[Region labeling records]
+-------+
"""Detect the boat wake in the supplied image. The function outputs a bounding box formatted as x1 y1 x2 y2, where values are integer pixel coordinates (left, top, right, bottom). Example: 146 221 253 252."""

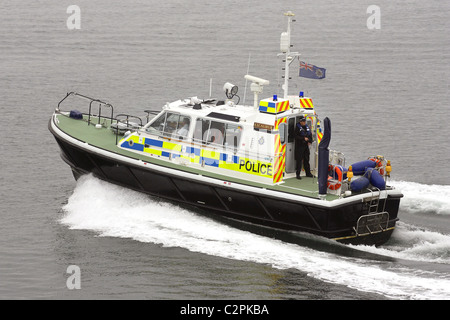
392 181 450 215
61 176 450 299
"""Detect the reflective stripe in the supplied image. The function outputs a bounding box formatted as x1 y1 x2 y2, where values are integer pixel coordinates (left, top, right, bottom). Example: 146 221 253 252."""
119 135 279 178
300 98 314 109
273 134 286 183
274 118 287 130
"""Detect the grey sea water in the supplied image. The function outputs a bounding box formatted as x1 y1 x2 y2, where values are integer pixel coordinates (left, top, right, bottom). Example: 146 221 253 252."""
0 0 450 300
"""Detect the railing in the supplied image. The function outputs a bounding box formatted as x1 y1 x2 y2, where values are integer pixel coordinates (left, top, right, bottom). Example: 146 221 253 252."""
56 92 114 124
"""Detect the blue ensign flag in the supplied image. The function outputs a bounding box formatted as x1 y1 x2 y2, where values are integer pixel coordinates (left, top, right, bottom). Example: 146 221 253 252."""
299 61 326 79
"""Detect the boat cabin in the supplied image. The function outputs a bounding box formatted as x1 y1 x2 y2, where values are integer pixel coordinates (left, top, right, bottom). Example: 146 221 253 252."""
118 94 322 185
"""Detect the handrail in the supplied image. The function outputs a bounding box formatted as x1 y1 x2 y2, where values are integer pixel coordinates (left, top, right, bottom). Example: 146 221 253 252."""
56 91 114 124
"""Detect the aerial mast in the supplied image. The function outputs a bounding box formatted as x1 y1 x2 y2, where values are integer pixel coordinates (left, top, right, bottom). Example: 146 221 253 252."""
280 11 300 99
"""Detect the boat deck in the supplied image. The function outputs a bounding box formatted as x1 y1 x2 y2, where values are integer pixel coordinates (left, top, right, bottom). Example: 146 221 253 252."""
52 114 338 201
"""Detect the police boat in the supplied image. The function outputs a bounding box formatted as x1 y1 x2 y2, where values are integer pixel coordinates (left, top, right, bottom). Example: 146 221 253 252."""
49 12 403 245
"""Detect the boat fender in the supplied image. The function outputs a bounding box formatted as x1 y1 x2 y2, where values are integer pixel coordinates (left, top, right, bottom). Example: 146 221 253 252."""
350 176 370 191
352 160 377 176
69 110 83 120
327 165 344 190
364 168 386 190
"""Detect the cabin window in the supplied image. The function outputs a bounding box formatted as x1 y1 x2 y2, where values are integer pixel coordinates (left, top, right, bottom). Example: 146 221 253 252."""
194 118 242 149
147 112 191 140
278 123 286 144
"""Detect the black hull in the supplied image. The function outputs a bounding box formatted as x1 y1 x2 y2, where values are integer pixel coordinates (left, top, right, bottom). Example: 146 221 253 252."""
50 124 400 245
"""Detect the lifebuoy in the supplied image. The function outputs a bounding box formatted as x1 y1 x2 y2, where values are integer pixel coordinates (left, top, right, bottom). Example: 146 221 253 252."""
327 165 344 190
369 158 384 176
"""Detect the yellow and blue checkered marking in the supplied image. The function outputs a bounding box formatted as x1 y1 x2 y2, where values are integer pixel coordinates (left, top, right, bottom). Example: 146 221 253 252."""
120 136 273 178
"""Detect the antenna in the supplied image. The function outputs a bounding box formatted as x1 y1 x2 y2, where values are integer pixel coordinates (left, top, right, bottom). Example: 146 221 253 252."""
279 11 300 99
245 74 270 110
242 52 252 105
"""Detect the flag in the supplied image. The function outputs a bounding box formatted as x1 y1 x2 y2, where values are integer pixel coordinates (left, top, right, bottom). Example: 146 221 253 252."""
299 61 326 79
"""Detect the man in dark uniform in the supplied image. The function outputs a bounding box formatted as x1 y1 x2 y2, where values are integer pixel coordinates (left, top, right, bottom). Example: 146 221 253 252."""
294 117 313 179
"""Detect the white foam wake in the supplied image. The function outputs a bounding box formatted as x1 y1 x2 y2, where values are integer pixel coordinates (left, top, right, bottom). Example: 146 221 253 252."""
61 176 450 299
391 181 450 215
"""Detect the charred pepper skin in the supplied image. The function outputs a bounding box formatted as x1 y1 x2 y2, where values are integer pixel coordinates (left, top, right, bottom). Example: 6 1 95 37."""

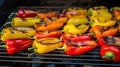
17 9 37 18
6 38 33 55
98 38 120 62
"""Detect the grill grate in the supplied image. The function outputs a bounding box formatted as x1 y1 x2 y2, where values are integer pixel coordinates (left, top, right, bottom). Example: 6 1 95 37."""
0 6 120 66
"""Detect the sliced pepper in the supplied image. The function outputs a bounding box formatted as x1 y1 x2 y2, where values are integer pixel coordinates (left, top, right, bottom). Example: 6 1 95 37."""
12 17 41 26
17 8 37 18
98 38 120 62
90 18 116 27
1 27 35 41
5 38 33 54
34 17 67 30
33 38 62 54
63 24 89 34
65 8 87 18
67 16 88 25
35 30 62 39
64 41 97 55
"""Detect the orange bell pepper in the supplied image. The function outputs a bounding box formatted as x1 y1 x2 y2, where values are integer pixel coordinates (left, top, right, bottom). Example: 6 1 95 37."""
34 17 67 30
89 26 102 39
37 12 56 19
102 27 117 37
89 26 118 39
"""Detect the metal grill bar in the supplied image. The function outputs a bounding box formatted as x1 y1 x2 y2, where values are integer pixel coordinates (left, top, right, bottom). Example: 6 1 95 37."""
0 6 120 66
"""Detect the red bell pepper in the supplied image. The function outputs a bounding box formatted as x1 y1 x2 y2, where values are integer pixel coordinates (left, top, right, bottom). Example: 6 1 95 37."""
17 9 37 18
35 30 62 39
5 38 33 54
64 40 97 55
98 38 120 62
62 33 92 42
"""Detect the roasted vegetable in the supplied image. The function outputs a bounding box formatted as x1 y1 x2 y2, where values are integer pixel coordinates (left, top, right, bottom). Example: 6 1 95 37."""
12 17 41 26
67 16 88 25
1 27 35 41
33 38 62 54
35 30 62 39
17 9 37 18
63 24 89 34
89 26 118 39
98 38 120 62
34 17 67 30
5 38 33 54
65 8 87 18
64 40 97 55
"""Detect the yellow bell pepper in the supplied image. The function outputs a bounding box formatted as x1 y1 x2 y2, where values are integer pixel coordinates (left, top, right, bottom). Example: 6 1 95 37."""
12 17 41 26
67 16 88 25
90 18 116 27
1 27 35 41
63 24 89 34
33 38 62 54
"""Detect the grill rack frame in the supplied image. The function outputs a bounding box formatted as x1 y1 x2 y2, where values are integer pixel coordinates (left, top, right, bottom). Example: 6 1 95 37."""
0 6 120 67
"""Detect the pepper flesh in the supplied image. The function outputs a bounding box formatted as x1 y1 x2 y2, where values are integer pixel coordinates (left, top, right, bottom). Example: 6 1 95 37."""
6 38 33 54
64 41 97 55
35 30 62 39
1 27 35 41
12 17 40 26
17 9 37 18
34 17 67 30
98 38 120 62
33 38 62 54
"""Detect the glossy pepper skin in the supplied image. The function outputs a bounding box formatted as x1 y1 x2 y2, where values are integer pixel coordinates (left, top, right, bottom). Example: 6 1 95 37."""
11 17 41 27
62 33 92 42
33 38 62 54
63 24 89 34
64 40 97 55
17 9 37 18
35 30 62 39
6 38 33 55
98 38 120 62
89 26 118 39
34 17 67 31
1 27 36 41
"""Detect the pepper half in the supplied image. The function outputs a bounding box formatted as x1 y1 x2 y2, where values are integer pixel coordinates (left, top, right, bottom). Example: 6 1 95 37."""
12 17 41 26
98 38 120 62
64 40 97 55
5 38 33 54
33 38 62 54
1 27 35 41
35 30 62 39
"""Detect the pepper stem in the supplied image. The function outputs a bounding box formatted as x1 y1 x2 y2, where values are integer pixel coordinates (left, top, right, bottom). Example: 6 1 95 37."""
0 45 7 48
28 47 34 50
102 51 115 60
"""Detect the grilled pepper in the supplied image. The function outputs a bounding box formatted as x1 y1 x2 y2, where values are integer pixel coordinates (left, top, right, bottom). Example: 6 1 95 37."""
+-------+
Task instructions
Please show every line from the entries above that contains the string "wake", copying each matching line in full. Case counts, so uppercase and lowercase letters must match.

Finished task
"""Detect the boat wake in the supplied image. The function outputs a bounding box formatted as x1 y1 x2 y2, where values are integer pixel coordinates (left, top, right, bottom). Example: 146 221 253 252."""
"""Detect the white foam wake in the supplied image. The function outputs a bounding box formatted as x1 y1 x2 y2, where values are integer pixel coordinates (left, top, right, bottom). Example: 146 221 253 252."""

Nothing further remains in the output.